Source document
☆ ☆ ☆ ☆ ☆ ☆ ☆

New Orleans The delta variant of the coronavirus is earthshaking at this point. The Jazz Festival in New Orleans, which rivals Mardi Gras as a cultural and economic event in the city, was canceled for the second straight year. Businesses, artists, and the city itself are reeling. Our Fair Grinds Coffeehouse is only blocks away, and we’re feeling the aftershock acutely.
Looking past the mask on our own noses, there is a terrible pattern emerging in the pandemic. Neoliberalism has taken over public health. Many public authorities are facing huge resistance to simple instructions requiring masks and almost outright rebellion from some over policies making vaccines mandatory in the United States. Why do I call part of this phenomenon a rising surge of neoliberalism? Simply, because it expresses a resistance to public authority’s role in the marketplace, even in a public health crisis, and defaults to private actors or nothing at all.
Part of the problematic confrontation can be found in the increasing standoffs between governors implementing ostrich-like heads-in-the-sand pandemic policies in order to increase the growing divide are encouraging between rural areas and urban centers. The governor of Arkansas caught in a crisis, partly of his own making and miscalculation, is trying to reverse, unsuccessfully so far, a bill banning mask mandates in the state, which he signed gladly, thinking the pandemic was exhausted. Norwegian Cruise Lines had to go to court to get a restraining order in Florida against a directive that they could not require vaccinations for their customers, so they could sail. The Dallas Independent School District, contravening an executive order from the governor of Texas, is requiring masks of students, staff, and visitors on any Dallas public school campus in a standoff. Florida, Arkansas, and Texas are not alone. These are just examples.
The federal government has acted, establishing a mandate for its workers and contractors. The military has announced that it is only waiting for the FDA to give full approval, and the Pentagon indicated that as September comes along if that hasn’t happened, it will act anyway. The House of Representatives has a mask and vaccine mandate, but not the US Senate.

☆ ☆ ☆ ☆ ☆ ☆ ☆

Records provided
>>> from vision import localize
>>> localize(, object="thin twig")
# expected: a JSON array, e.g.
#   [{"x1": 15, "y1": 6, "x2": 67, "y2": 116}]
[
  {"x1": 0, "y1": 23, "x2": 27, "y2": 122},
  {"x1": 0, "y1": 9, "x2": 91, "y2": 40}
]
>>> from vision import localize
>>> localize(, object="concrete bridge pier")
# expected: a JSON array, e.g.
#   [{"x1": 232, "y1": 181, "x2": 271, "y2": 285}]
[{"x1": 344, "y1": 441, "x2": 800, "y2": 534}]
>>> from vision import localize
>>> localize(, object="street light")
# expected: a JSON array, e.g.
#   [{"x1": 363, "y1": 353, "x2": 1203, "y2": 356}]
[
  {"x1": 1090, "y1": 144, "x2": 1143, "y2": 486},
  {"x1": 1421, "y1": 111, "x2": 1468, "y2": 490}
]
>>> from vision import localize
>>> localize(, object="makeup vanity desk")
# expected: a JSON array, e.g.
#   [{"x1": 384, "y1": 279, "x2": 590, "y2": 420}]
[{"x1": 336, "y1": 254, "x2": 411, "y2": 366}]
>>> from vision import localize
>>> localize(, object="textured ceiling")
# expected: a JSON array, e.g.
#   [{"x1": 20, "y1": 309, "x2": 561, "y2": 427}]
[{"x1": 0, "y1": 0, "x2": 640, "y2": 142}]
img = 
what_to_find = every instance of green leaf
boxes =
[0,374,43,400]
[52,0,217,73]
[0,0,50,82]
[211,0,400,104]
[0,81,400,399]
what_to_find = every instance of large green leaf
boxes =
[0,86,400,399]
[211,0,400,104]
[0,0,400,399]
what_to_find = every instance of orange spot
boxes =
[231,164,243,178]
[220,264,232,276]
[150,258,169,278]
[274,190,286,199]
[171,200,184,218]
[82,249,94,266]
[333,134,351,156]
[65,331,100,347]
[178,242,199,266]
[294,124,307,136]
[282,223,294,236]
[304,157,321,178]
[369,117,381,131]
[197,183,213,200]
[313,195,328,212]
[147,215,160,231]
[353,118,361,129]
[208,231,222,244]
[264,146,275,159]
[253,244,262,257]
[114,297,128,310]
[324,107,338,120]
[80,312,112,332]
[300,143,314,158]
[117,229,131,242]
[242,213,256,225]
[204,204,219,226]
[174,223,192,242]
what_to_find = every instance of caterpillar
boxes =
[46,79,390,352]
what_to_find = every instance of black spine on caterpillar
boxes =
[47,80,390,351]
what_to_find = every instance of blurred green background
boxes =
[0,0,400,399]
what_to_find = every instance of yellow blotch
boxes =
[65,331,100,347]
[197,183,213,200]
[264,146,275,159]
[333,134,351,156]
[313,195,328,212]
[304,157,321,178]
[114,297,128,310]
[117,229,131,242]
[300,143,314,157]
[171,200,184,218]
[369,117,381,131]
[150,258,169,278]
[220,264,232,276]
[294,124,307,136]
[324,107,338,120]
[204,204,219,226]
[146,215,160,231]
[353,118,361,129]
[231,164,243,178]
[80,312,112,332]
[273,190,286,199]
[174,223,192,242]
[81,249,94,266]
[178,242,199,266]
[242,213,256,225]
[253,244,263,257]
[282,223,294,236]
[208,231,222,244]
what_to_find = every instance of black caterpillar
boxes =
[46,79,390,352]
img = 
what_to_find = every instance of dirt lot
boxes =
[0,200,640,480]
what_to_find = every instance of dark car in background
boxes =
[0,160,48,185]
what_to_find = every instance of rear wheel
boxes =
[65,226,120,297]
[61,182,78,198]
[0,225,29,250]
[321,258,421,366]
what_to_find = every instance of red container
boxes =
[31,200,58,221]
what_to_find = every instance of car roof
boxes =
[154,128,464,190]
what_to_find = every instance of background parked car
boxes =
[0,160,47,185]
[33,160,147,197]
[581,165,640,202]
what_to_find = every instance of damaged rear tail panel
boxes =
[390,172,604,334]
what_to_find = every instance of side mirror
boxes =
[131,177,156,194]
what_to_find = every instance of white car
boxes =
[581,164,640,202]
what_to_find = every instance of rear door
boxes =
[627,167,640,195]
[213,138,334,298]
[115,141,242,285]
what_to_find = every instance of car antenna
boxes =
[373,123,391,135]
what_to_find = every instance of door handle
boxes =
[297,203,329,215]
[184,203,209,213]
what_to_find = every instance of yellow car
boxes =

☆ ☆ ☆ ☆ ☆ ☆ ☆

Exercise directions
Answer these questions from the pandemic commentary above.
1. Which New Orleans event was canceled for the second straight year?
2. Which school district is requiring masks despite an executive order from the governor of Texas?
3. Which chamber of Congress lacks a mask and vaccine mandate?

Reply
1. The Jazz Festival.
2. The Dallas Independent School District.
3. The US Senate.